Write each line exactly as it stands, from the line containing "Could you please spot the stainless steel dishwasher" through the end of the data.
TASK DATA below:
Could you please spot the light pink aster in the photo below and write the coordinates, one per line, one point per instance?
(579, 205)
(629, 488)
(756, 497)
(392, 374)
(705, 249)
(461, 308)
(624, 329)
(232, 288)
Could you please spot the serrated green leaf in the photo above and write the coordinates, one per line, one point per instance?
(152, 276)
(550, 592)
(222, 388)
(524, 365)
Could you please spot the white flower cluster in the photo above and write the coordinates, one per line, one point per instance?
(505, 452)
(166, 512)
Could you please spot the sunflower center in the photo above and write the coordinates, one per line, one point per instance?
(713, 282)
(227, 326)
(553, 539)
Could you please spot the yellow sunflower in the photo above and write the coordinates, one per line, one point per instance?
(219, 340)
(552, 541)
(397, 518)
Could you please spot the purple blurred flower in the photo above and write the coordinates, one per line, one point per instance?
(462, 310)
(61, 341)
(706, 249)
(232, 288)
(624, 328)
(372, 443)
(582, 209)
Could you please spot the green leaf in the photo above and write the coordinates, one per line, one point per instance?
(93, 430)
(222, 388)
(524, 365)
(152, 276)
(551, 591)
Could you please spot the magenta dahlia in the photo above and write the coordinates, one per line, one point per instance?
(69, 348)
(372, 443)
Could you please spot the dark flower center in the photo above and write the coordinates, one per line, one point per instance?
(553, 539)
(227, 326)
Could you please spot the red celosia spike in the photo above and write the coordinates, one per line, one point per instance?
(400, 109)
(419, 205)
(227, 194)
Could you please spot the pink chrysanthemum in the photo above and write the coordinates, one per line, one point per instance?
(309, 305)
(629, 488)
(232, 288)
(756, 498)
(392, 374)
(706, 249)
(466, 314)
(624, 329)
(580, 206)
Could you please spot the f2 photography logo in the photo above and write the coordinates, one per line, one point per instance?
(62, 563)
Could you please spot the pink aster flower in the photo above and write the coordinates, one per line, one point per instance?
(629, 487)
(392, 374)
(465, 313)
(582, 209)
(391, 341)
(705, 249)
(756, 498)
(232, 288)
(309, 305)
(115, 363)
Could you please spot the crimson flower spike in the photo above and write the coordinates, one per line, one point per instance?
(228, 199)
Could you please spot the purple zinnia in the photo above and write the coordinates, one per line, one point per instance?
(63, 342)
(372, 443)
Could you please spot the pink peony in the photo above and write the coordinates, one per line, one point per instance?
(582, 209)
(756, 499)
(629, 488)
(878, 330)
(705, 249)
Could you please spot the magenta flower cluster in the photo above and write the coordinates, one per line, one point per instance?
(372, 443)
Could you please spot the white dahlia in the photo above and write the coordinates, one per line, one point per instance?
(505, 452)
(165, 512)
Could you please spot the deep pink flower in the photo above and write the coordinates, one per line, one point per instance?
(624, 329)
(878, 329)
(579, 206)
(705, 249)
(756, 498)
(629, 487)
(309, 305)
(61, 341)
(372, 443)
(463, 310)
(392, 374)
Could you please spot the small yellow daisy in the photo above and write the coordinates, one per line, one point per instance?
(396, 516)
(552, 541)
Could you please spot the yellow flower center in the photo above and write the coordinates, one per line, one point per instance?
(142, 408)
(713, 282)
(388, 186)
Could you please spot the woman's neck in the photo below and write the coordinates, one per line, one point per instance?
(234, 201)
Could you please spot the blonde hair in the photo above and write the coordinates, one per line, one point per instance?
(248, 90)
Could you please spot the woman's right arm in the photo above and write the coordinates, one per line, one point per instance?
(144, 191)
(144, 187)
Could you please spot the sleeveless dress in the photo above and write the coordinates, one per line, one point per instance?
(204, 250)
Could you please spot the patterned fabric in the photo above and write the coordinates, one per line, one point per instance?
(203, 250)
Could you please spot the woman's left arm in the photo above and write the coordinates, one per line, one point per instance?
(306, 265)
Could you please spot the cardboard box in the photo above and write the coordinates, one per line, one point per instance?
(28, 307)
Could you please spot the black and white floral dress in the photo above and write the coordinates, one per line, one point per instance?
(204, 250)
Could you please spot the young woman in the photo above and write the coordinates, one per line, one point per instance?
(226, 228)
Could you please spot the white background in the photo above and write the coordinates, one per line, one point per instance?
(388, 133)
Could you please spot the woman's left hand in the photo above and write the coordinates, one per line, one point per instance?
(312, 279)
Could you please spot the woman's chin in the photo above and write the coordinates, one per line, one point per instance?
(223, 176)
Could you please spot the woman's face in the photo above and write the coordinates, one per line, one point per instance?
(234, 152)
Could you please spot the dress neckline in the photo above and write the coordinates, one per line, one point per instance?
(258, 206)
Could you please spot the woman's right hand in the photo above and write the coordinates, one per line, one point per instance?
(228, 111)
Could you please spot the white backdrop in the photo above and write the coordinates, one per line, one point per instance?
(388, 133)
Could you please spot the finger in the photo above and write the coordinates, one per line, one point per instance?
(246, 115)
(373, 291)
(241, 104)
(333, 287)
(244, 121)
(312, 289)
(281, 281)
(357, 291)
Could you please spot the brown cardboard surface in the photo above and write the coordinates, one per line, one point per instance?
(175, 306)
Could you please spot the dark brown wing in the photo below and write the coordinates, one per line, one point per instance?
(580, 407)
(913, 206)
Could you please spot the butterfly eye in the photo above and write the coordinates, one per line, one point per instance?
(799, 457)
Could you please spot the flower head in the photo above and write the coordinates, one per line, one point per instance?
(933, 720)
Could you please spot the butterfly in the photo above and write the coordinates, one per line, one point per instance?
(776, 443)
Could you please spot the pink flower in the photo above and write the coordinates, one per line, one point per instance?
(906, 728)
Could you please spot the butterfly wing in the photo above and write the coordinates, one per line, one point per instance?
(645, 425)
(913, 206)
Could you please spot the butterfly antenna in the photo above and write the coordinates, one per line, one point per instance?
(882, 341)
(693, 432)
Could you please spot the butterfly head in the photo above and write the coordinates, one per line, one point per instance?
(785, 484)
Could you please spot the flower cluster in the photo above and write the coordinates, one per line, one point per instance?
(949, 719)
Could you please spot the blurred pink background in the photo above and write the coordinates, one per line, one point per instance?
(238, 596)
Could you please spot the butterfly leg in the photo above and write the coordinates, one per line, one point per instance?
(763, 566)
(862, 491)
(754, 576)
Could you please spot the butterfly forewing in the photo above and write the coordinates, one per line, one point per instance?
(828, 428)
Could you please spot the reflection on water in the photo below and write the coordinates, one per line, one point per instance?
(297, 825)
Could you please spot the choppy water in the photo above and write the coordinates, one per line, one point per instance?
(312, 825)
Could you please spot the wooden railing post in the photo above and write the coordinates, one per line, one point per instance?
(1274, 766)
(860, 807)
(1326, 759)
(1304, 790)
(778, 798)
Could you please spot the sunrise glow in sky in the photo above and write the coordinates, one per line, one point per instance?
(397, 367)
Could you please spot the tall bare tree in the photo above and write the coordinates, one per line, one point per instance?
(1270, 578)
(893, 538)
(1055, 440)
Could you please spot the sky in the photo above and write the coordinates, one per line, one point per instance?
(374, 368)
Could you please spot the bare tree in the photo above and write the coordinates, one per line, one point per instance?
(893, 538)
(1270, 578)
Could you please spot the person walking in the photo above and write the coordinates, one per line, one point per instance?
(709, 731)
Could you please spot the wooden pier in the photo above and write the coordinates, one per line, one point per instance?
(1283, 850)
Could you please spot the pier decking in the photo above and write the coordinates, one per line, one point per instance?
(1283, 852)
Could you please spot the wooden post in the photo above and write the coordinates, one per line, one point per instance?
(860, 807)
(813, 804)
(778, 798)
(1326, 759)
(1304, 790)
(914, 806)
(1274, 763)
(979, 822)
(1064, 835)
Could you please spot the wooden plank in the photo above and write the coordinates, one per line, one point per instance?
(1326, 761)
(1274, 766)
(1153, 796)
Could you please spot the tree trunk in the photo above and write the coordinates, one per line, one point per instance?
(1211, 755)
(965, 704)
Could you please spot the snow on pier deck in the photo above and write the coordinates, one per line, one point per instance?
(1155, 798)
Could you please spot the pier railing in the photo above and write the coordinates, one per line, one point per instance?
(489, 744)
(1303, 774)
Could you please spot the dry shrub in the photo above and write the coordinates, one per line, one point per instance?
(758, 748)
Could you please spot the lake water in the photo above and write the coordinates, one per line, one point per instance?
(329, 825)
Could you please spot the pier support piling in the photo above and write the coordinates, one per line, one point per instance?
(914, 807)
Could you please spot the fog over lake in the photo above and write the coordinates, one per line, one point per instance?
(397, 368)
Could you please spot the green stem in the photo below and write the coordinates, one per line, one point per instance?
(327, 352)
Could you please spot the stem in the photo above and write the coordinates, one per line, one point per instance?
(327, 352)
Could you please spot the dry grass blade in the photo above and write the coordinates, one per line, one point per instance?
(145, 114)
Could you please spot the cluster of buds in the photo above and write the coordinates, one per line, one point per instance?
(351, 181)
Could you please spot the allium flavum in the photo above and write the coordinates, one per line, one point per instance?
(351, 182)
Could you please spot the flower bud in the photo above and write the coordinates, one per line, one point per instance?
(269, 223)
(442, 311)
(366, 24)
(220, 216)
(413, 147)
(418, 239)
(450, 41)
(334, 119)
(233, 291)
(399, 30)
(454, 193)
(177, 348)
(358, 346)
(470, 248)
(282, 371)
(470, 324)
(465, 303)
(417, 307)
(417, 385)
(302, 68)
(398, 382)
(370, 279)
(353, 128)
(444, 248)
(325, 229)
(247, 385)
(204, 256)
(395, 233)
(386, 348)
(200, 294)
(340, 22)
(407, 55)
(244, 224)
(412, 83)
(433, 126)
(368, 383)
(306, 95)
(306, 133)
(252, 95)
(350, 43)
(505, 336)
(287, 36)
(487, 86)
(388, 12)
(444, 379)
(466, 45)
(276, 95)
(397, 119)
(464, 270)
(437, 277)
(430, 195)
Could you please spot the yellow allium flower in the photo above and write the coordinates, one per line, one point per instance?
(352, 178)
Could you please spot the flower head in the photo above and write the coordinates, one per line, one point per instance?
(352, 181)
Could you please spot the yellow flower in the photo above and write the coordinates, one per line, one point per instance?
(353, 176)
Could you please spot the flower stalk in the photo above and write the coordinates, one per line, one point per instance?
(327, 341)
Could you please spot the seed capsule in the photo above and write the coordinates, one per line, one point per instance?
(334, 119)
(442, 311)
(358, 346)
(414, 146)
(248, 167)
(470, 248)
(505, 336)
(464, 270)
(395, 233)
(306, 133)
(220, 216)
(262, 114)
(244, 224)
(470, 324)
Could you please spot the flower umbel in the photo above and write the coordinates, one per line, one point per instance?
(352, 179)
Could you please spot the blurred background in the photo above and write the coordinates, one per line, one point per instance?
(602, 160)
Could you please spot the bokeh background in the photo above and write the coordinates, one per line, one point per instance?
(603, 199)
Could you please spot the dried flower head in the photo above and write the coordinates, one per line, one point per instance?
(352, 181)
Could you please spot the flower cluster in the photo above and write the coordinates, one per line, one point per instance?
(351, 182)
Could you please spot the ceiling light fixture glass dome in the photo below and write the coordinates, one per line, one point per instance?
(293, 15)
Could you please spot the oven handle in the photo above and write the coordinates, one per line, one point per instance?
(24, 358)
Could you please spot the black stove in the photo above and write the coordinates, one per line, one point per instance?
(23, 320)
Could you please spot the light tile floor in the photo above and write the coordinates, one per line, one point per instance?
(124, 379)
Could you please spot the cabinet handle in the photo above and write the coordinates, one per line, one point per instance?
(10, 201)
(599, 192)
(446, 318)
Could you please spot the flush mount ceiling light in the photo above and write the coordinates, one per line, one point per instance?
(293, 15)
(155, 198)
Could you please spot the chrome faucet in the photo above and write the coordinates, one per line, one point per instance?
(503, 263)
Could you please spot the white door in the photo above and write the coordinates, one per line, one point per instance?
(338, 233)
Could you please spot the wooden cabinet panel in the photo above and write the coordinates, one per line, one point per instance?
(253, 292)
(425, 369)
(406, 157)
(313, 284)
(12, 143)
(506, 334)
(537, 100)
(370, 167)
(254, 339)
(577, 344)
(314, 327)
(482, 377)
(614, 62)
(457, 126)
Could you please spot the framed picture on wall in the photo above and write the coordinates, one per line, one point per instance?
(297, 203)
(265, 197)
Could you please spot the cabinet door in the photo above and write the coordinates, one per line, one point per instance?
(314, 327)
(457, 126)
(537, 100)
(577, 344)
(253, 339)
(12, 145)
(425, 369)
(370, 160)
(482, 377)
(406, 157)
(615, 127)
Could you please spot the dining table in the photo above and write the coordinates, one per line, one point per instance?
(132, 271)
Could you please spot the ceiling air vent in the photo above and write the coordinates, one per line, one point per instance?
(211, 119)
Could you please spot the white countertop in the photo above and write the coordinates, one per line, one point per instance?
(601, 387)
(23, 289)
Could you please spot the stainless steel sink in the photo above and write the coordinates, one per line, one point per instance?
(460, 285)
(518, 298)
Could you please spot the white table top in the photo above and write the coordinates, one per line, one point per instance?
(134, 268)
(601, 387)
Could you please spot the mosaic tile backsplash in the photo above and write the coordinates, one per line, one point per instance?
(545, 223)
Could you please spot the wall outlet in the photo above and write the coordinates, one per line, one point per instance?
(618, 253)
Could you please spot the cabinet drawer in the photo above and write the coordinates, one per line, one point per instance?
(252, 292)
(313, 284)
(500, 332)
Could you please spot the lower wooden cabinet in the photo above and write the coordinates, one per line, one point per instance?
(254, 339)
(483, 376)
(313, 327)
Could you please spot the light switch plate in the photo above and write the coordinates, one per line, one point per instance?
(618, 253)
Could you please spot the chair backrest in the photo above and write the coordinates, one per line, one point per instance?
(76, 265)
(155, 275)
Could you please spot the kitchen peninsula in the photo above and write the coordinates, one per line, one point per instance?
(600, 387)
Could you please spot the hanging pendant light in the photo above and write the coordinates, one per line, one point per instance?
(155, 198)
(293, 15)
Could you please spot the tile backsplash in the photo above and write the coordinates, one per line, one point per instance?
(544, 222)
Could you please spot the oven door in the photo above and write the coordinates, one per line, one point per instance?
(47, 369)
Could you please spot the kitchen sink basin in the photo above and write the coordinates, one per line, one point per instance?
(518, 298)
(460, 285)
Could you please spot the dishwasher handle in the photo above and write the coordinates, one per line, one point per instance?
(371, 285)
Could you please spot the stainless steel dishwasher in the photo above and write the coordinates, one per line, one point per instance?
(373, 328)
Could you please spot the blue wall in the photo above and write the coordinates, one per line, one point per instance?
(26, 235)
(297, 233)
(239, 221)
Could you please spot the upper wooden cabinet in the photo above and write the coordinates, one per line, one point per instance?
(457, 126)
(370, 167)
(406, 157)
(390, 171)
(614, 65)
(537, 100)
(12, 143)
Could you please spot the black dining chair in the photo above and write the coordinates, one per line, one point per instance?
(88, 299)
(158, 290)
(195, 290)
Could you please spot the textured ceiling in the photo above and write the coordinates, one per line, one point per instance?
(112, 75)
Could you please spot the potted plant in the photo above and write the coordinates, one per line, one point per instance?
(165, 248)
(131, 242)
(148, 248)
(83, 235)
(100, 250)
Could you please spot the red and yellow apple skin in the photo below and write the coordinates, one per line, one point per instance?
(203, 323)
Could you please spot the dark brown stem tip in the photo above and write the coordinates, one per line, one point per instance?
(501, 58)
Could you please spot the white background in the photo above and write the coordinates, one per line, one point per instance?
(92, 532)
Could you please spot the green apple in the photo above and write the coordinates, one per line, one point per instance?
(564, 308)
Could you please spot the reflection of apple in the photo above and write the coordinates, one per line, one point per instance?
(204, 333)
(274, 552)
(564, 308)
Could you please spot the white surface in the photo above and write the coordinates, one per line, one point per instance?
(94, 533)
End of TASK DATA.
• [OUTPUT FOR THIS EXERCISE]
Could you please spot the stainless steel dishwasher in the photo above and write the coordinates, one per line, one point per instance?
(373, 328)
Could you please spot the blue wall in the photo above and write the coordinates, one per line, one point per instance?
(26, 235)
(297, 233)
(239, 221)
Could you please spot the upper wooden cabinet in the photo above and write the coordinates, one per line, one point per instance?
(457, 126)
(370, 167)
(406, 157)
(390, 171)
(614, 65)
(537, 100)
(12, 143)
Could you please spot the black dining chair in the photo above and write the coordinates, one per line, one point per instance?
(88, 299)
(158, 290)
(195, 290)
Could you please spot the textured ceiling in the photo above and write the coordinates, one per line, one point per instance?
(112, 75)
Could you please spot the potted plant in the photo above and write the coordinates, one per line, one point per instance?
(165, 248)
(131, 242)
(148, 248)
(83, 235)
(100, 250)
Could you please spot the red and yellow apple skin in the photo below and write the coordinates, one per line, one point per instance?
(203, 323)
Could you please spot the dark brown stem tip in the photo above and write the coordinates, one per line, one point per instance?
(501, 58)
Could you please spot the white background in the photo above and write the coordinates, one per line, one point per instance?
(92, 532)
Could you please spot the green apple in the photo above and write the coordinates, one per line, one point per instance?
(564, 308)
Could you please spot the reflection of apple in the photo above and write the coordinates, one per line, one point per instance?
(204, 333)
(274, 552)
(564, 308)
Could you please spot the white surface in the photo above and write the coordinates, one per line, one point per instance?
(94, 533)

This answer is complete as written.